**Problem requirements**.
Rewrite the material below with every "set a dot" changed to "place a mark", keeping everything else the same.

**Dataset content**.
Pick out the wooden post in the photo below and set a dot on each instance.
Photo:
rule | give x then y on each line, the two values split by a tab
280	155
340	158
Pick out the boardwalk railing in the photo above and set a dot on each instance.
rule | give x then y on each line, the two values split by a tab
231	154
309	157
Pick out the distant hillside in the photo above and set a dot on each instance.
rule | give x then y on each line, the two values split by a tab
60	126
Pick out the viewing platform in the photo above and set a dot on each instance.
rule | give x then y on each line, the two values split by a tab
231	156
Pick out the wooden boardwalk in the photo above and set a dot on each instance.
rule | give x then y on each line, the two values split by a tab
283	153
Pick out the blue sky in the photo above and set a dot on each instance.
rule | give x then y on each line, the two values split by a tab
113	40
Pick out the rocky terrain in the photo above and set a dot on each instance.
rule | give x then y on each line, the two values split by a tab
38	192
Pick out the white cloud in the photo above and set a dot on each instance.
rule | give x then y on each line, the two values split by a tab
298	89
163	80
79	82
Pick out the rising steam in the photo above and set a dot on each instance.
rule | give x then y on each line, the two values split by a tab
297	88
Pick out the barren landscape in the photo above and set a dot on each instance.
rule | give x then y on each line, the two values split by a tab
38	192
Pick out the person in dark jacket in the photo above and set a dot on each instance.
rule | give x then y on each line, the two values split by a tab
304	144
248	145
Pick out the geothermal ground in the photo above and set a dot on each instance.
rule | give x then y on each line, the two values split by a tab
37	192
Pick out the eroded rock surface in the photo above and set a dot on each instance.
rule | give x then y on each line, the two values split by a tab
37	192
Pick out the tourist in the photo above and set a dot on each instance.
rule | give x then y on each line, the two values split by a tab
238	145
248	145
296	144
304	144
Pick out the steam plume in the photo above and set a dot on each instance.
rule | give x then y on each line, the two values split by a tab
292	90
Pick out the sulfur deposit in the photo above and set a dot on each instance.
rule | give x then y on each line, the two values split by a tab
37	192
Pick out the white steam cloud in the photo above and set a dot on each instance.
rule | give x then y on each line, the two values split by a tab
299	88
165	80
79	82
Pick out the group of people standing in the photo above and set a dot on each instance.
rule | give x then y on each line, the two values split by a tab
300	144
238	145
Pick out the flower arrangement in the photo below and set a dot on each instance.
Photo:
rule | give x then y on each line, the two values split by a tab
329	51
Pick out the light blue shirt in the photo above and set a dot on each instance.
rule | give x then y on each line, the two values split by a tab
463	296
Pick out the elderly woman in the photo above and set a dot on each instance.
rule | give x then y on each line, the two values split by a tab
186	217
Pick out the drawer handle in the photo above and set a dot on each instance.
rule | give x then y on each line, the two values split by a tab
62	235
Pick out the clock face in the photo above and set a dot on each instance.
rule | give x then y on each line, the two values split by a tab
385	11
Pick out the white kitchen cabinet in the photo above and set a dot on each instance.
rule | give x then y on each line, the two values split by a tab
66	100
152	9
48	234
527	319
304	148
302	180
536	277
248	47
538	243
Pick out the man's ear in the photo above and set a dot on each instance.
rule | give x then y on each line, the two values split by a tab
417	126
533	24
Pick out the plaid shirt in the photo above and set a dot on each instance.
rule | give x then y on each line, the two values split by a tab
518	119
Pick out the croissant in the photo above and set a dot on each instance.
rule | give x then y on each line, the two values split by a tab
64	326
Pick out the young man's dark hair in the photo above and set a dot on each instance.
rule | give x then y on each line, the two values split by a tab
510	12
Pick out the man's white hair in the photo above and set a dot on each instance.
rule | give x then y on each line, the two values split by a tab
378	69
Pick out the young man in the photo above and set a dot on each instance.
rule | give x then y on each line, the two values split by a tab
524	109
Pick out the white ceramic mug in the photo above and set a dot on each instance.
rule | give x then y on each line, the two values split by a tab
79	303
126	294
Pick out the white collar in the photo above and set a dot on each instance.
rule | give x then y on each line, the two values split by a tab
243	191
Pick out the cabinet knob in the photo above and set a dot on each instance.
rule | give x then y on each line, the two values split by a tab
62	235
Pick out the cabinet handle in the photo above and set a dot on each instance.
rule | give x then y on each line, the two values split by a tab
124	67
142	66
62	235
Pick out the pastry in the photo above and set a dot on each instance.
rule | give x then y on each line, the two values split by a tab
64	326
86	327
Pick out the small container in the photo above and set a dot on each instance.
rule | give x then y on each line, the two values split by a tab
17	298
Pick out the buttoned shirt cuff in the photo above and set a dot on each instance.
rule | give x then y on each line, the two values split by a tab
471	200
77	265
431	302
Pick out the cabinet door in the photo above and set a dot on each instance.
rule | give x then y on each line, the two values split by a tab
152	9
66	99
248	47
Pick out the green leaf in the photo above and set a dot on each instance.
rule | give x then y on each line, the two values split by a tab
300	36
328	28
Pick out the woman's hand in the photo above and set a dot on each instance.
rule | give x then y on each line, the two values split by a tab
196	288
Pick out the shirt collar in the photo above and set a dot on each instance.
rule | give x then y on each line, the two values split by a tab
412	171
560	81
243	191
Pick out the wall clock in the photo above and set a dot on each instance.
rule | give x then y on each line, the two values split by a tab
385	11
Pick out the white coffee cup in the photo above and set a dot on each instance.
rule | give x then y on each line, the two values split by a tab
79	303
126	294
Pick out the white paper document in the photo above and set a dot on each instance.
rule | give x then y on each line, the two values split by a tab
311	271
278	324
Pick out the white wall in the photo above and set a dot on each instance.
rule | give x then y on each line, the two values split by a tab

**The completed task**.
Pick out the wooden post in the photo below and place a mark on each instance.
Photo:
rule | give x then y on each line, the two values split by a tab
280	155
340	158
Pick out the boardwalk railing in the photo above and place a mark on each instance.
rule | give x then y on each line, the two values split by a tab
231	154
309	157
Pick out the distant hillside in the photo above and place a mark on each instance.
rule | give x then y on each line, the two values split by a tab
60	126
Pick out the viewing platform in the photo above and place a mark on each instance.
rule | give x then y on each line, the two values split by a tab
231	156
Pick out the wooden boardwalk in the photo above and place a mark on each instance.
rule | give x then y on each line, the two values split by a tab
283	153
Pick out the blue sky in the photo above and place a mark on each instance.
rule | give x then y on each line, the two values split by a tab
113	40
Pick out the rocky terrain in the photo above and place a mark on each instance.
rule | give x then y on each line, the two values split by a tab
38	192
Pick out the white cloud in the photo above and place a mark on each instance.
rule | give x then y on each line, the two values split by a tab
298	89
163	80
79	82
Pick out the rising steam in the photo above and place a mark on each instance.
rule | give x then y on each line, the two values split by a tab
297	88
Pick out the barren landscape in the photo above and place a mark on each instance.
rule | give x then y on each line, the two values split by a tab
38	192
Pick out the person in dark jacket in the photo above and place a mark on each instance.
rule | give x then y on each line, the two values split by a tab
304	144
248	145
Pick out the geothermal ground in the photo above and place a mark on each instance.
rule | give x then y on each line, the two values split by a tab
37	192
Pick out the eroded rock surface in the photo above and place a mark on each instance.
rule | give x then y on each line, the two values split by a tab
37	192
Pick out the tourist in the photo above and place a mark on each instance.
rule | give x then y on each line, the two values split by a tab
238	145
248	145
296	144
304	144
Pick out the steam plume in the photo above and place a mark on each instance.
rule | give x then y on each line, the two values split by a tab
292	90
Pick out the sulfur deposit in the photo above and place a mark on each instance.
rule | give x then y on each line, the two values split by a tab
37	192
Pick out the white steam cloud in the photo above and place a mark on each instance.
rule | give x then y on each line, the two values split by a tab
299	88
165	80
79	82
Pick out the group of people standing in the photo above and place a mark on each instance.
rule | give x then y on each line, the two values split by a tab
300	144
238	145
Pick out the flower arrangement in the photo below and place a mark on each instance.
Photo:
rule | give x then y on each line, the two values split by a tab
329	51
Pick out the light blue shirt in the photo above and place a mark on each instance.
rule | give x then y on each line, the two values split by a tab
463	296
Pick out the elderly woman in the photo above and place a mark on each instance.
rule | give x then y on each line, the two values split by a tab
186	217
Pick out the drawer handle in the photo above and place a mark on each instance.
rule | give x then y on each line, the two values split by a tab
62	235
Pick out the clock face in the photo above and place a mark on each instance.
rule | give x then y on each line, the two values split by a tab
385	11
Pick out the white kitchen cabinet in the photo above and place a mark on each instance.
rule | give x then y on each line, the two values split by a tab
66	100
152	9
48	234
527	319
304	148
302	180
536	277
248	47
538	243
Pick out the man's ear in the photo above and place a mark on each instance.
rule | give x then y on each line, the two values split by a tab
417	126
533	24
Pick out the plaid shirt in the photo above and place a mark on each instance.
rule | give x then y on each line, the two values split by a tab
518	119
Pick out the croissant in the photo above and place a mark on each instance.
rule | give x then y on each line, the two values split by a tab
64	326
Pick out the young man's dark hair in the photo above and place a mark on each instance.
rule | give x then y on each line, the two values split by a tab
510	12
Pick out the man's white hair in the photo above and place a mark on each instance.
rule | give x then y on each line, the two values split by a tab
378	69
Pick out the young man in the photo above and place a mark on each instance.
rule | give x then y on each line, the two values split by a tab
524	109
Pick out the white ceramic mug in the photo above and place a mark on each instance.
rule | give x then y on each line, the two values split by a tab
79	303
126	294
Pick out the white collar in the photo above and place a mark on each instance.
rule | give x then y on each line, the two values split by a tab
243	191
Pick out the cabinet knob in the photo above and place a mark on each instance.
rule | give x then y on each line, the two values split by a tab
62	235
Pick out the cabinet handle in the photo above and place a mark on each instance.
rule | give x then y on each line, the two values split by a tab
124	67
142	66
62	235
Pick out the pastry in the photo above and place a mark on each instance.
rule | give x then y on each line, the two values split by a tab
64	326
86	327
Pick out the small container in the photo above and place a mark on each instance.
rule | give x then y on each line, the two values split by a tab
17	298
Pick out the buttoned shirt cuff in the photo above and place a mark on each instance.
rule | give x then y on each line, the two values split by a tab
471	200
77	265
431	302
Pick out the cabinet door in the photo above and place a mark on each instance.
rule | give x then y on each line, the two values split by a tab
152	9
66	99
248	47
Pick out the green leaf in the photo above and place a mark on each instance.
rule | give x then y on each line, the two values split by a tab
300	36
328	28
Pick out the woman's hand in the photo above and place a mark on each instance.
rule | give x then y on each line, the two values split by a tab
196	288
Pick out the shirt collar in the photo above and place a mark on each instance.
rule | give x then y on each line, the two values split by a tab
412	171
560	81
243	191
Pick out the wall clock in the photo above and place a mark on each instance.
rule | give x then y on each line, the two values split by a tab
385	11
Pick out the white coffee cup in the photo above and place a mark on each instance.
rule | give x then y on each line, the two values split by a tab
79	303
126	294
Pick out the white paper document in the photo above and place a mark on each instance.
rule | give x then y on each line, the two values split by a tab
311	271
278	324
Pick out the white wall in the photo above and place a mark on each instance.
rule | give x then y on each line, the two values split by a tab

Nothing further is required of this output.